### Travail à faire:
1/ Traduisez en anglais cette phrase de l'extrait sur les plantations d'arbres : « D'une manière générale, les plantations d'arbres perpétuent le cycle de la pauvreté constitué par la malnutrition, l'éducation insuffisante et la mauvaise santé. »
2/ Recopiez le passage de l'extrait sur les plantations d'arbres compris entre « Les femmes constituent » et « avec l’entreprise forestière. », ces deux segments inclus.

### Extrait à lire:
Le bouleversement de la vie communautaire provoqué par les plantations, en raison des déplacements et des expulsions et, surtout, de la migration suscitée par la sous-traitance de la main-d’œuvre, est responsable de l’éclatement familial, de l’augmentation de l’alcoolisme, des drogues et de la délinquance. La prolifération des maladies de transmission sexuelle, dont le VIH/SIDA, est directement liée à la situation des travailleurs, les camionneurs surtout, qui sont obligés de s’éloigner de leur foyer pour trouver du travail. D’une manière générale, les plantations d’arbres perpétuent le cycle de la pauvreté constitué par la malnutrition, l’éducation insuffisante et la mauvaise santé. Les familles déplacées échouent dans des bidonvilles où elles sont exposées aux maladies, à la délinquance et à la menace permanente de perdre tout ce qu’elles possèdent en un incendie, comme il arrive si souvent dans leurs maisons de fortune.
Les femmes constituent une part importante de la main-d’œuvre employée dans les plantations d’arbres, mais leur rôle se borne en général à des activités manuelles subalternes telles que le désherbage, l’application de pesticides ou l’écorçage. Ces femmes sont en même temps responsables de leur ménage, du soin des enfants et des nombreuses tâches que cela implique. Dans le cas de la sous-traitance, en particulier lorsque l’homme de la maison est absent, la femme a la responsabilité supplémentaire de surveiller et entretenir la parcelle de forêt. Il est fréquent qu’elle n’en soit pas rémunérée puisque c’est l’homme qui reçoit directement l’argent de la vente du bois, surtout quand c’est lui qui a signé le contrat avec l’entreprise forestière.
L’industrie forestière sud-africaine prétend que le fait qu’elle soit certifiée par le FSC à plus de 80 % prouve que ces plantations industrielles d’arbres sont gérées de façon responsable, comme prévu dans les principes, critères et normes du FSC pour la gestion forestière. Pourquoi donc y a-t-il si peu de preuves tangibles que cela soit vrai ? Pourquoi retrouve-t-on tant de problèmes semblables à ceux de l’Afrique du Sud dans d’autres pays en développement où des plantations d’arbres en régime de monoculture ont été établies ? Le Brésil, le Chili, l’Équateur, l’Uruguay, le Swaziland, l’Ouganda, l’Inde, l’Indonésie et la Thaïlande en sont des exemples.

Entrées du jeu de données
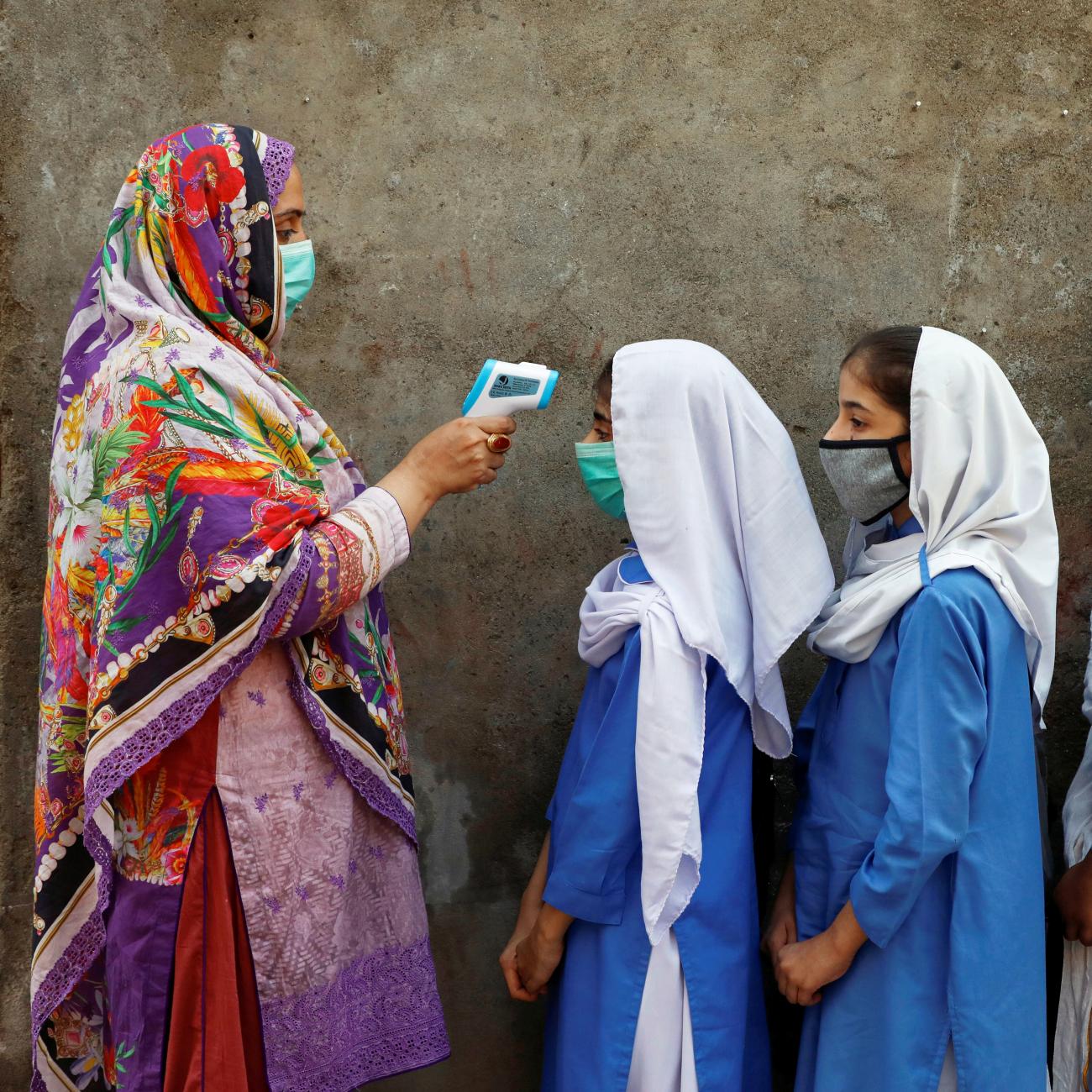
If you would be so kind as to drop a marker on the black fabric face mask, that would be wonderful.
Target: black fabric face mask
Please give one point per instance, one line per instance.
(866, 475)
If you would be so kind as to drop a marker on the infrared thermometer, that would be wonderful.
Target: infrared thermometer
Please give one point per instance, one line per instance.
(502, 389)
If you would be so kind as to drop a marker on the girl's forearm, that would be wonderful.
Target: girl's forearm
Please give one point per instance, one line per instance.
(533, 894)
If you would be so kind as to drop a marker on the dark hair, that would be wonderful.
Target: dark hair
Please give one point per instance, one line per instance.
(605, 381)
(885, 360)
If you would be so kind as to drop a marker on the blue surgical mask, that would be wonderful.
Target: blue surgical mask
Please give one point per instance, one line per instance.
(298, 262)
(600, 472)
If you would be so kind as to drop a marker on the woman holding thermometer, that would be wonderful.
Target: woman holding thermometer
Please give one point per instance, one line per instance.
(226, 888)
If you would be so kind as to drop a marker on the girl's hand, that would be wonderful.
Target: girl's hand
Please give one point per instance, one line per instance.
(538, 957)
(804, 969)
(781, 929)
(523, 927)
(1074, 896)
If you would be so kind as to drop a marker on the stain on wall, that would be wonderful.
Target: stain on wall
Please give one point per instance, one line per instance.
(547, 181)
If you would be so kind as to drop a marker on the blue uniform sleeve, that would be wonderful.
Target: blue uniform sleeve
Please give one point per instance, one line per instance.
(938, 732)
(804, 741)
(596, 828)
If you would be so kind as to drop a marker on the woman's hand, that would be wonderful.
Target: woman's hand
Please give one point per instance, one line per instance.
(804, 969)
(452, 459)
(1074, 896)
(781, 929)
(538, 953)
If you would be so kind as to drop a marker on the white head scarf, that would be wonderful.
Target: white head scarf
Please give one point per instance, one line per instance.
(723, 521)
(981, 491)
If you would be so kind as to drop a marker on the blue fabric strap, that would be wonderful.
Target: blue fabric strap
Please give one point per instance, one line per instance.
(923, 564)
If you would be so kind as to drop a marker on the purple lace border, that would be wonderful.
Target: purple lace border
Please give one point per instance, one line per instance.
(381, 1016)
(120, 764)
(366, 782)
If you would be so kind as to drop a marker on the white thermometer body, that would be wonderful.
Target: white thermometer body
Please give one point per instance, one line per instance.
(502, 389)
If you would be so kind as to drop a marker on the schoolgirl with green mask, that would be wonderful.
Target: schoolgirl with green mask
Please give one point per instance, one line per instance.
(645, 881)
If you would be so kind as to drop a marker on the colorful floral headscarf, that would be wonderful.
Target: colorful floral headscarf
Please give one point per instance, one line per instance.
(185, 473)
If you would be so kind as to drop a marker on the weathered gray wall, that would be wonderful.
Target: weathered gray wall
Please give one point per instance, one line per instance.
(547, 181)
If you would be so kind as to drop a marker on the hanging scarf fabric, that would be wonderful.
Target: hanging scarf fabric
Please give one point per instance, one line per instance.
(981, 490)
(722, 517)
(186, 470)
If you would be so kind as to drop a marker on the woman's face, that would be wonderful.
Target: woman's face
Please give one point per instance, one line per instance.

### Corrigé de l'exercice:
1/ Generally speaking, tree plantations perpetuate the cycle of poverty made up of malnutrition, inadequate education and poor health.

2/
Les femmes constituent une part importante de la main-d’œuvre employée dans les plantations d’arbres, mais leur rôle se borne en général à des activités manuelles subalternes telles que le désherbage, l’application de pesticides ou l’écorçage. Ces femmes sont en même temps responsables de leur ménage, du soin des enfants et des nombreuses tâches que cela implique. Dans le cas de la sous-traitance, en particulier lorsque l’homme de la maison est absent, la femme a la responsabilité supplémentaire de surveiller et entretenir la parcelle de forêt. Il est fréquent qu’elle n’en soit pas rémunérée puisque c’est l’homme qui reçoit directement l’argent de la vente du bois, surtout quand c’est lui qui a signé le contrat avec l’entreprise forestière.